- [Working data]:
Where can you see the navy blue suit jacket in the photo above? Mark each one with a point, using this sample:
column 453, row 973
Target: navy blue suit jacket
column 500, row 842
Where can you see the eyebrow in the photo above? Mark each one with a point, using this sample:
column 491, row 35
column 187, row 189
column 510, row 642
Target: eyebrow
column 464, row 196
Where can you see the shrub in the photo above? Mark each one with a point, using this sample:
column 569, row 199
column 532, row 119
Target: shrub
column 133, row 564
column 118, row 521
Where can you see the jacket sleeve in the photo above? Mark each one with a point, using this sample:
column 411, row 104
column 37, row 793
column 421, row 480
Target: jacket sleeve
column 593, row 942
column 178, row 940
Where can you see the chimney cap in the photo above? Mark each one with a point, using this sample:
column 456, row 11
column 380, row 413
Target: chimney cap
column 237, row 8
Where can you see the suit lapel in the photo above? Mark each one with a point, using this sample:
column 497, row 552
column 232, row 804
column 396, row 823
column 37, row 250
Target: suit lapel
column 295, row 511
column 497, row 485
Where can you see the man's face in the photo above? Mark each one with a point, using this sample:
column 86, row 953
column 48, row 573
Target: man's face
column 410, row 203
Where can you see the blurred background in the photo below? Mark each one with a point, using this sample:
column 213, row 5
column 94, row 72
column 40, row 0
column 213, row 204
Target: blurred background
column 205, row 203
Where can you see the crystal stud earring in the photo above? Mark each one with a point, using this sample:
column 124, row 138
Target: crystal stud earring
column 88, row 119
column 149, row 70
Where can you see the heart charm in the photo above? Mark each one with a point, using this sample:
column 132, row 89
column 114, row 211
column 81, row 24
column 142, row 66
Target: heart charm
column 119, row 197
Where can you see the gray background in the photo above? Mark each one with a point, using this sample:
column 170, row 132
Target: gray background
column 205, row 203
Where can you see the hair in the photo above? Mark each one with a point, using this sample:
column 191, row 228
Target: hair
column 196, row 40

- [Set exercise]: Copy the listing verbatim, starting at the line that contains "Where can you see the chimney" and running through the end of the listing, with both the starting line and the final line included.

- [Task response]:
Where can you see the chimney cap in the photo above? Mark each one with a point, using this sample:
column 456, row 11
column 380, row 413
Target: chimney cap
column 237, row 8
Where can you see the suit lapel in the photo above? Mark each one with a point, using this sample:
column 497, row 552
column 232, row 804
column 396, row 823
column 37, row 250
Target: suit lapel
column 295, row 511
column 497, row 485
Where can you see the man's face in the photo above? Mark each one with a point, using this sample:
column 86, row 953
column 48, row 573
Target: man's face
column 410, row 203
Where can you see the blurred background in the photo below? Mark each one with a point, using this sample:
column 213, row 5
column 94, row 72
column 40, row 0
column 213, row 204
Target: blurred background
column 205, row 203
Where can you see the crystal stud earring in the photo above? Mark each one with a point, using this sample:
column 124, row 138
Target: crystal stud earring
column 88, row 119
column 149, row 70
Where can you see the heart charm in the photo above? Mark each one with a point, using this sample:
column 132, row 89
column 114, row 211
column 81, row 24
column 142, row 66
Target: heart charm
column 119, row 197
Where can you see the gray background in the photo above? Mark each one with a point, using this sample:
column 170, row 132
Target: gray background
column 205, row 203
Where can you see the hair in the photo above? Mark each one with a point, using this sample:
column 191, row 228
Target: hair
column 196, row 40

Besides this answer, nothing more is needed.